◆ EXCERPTED TEXT ◆
——

Friday, August 16, 2024

George MacDonald and C. S. Lewis (11)

 

Conclusion:

 

“George MacDonald gave his life to communicating the idea that if people knew who God really was, they would believe in Him…he kept insisting: ‘But hear me this once more: the God, the Jesus, in whom I believe, are not the God, the Jesus, in whom you fancy I believe: you know them not; your idea of them is not mine. If you knew them you would believe in them, for to know them is to believe in them.’” (Christian Mythmakers, Rolland Hein, page 67).

 

Lewis wrote in his Preface (pages XXXIV - XXXV), “The Divine Sonship is the key-conception which unites all the different elements of his thought. I dare not say that he is never in error, but to speak plainly I know hardly any other writer who seems to be closer, or more continually close, to the Spirit of Christ Himself.”

 

For the past few months Vickie and I have been spending weekly time with residents in a nursing home. We gather and pray, sing, ponder Scripture, and take the adventure that Aslan gives us. Our group is a mix of folks from memory care and from assisted living – I can easily identify with both.

——

◆ DATA PROVIDED ◆
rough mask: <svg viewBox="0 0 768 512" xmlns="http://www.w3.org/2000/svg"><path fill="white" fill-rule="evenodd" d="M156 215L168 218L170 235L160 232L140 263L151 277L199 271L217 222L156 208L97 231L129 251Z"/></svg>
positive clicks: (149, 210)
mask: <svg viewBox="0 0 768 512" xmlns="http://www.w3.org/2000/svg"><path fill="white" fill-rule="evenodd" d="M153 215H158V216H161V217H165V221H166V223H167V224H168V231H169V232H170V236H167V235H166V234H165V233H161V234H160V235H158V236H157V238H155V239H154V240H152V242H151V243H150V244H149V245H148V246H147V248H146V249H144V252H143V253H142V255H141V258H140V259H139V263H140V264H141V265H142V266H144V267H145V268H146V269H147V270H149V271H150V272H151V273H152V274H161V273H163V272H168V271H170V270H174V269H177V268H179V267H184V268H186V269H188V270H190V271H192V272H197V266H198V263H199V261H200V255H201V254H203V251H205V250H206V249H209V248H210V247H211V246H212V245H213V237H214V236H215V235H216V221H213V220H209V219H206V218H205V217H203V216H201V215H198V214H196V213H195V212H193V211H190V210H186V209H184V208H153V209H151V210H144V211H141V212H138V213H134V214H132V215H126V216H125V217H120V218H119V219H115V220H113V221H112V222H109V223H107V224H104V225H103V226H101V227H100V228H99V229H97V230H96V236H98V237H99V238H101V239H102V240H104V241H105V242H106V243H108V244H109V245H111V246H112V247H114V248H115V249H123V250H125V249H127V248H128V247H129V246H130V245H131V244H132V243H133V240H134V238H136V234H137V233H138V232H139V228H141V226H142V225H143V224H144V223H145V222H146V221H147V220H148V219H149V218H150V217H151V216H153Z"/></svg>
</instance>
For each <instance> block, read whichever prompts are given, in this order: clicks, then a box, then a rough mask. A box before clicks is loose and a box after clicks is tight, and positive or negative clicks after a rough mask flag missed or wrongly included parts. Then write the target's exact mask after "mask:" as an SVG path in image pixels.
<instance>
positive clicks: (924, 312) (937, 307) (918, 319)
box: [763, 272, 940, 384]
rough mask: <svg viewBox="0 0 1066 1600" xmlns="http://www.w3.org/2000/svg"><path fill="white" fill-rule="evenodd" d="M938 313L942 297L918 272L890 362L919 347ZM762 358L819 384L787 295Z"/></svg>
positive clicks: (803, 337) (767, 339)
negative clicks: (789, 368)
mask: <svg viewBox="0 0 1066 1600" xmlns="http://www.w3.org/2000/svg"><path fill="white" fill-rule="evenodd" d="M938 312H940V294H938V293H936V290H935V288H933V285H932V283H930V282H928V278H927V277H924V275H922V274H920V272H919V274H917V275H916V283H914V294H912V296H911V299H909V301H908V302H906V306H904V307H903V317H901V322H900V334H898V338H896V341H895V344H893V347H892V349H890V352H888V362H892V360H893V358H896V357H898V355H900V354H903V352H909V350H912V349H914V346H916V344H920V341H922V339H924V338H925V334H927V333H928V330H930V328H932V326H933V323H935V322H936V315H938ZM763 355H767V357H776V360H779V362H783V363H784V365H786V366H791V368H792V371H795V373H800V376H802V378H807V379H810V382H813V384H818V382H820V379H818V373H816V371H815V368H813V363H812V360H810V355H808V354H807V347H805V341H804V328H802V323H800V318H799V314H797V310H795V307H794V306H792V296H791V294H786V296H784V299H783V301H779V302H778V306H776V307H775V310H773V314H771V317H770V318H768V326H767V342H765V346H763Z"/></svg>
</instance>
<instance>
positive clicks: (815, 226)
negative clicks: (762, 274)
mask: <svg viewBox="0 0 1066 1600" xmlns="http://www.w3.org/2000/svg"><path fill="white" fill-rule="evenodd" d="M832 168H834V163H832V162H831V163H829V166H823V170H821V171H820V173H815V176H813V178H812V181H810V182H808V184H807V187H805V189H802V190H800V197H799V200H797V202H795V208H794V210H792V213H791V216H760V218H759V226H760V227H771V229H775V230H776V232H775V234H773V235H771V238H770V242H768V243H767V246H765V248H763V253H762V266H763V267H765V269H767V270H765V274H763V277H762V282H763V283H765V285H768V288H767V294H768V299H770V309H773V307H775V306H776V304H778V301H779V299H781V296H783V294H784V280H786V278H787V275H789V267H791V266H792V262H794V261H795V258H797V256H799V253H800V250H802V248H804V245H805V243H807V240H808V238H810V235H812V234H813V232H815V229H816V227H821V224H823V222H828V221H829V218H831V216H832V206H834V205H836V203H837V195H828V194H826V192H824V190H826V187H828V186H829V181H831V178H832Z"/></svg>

——

◆ TASK 1 ◆
Reproduce word for word the part of the post on George MacDonald and C. S. Lewis from "Lewis wrote in" to "identify with both.".
◆ TASK 2 ◆
Decide whether each statement agrees with the post on George MacDonald and C. S. Lewis, answering yes or no and quoting the words that settle it: (a) Lewis's Preface comments appear on pages XXXIV to XXXV. (b) The nursing home group is made up only of residents from assisted living. (c) Lewis states that MacDonald is never in error.
◆ TASK 3 ◆
According to the post on George MacDonald and C. S. Lewis, what does Lewis name as the key-conception uniting all the different elements of MacDonald's thought?
The data above are separate material and are not part of the post on George MacDonald and C. S. Lewis.

◆ RESPONSE 1 ◆
Lewis wrote in his Preface (pages XXXIV - XXXV), “The Divine Sonship is the key-conception which unites all the different elements of his thought. I dare not say that he is never in error, but to speak plainly I know hardly any other writer who seems to be closer, or more continually close, to the Spirit of Christ Himself.”

 

For the past few months Vickie and I have been spending weekly time with residents in a nursing home. We gather and pray, sing, ponder Scripture, and take the adventure that Aslan gives us. Our group is a mix of folks from memory care and from assisted living – I can easily identify with both.

◆ RESPONSE 2 ◆
(a) Yes: "Lewis wrote in his Preface (pages XXXIV - XXXV)"
(b) No: "Our group is a mix of folks from memory care and from assisted living"
(c) No: "I dare not say that he is never in error"

◆ RESPONSE 3 ◆
The Divine Sonship.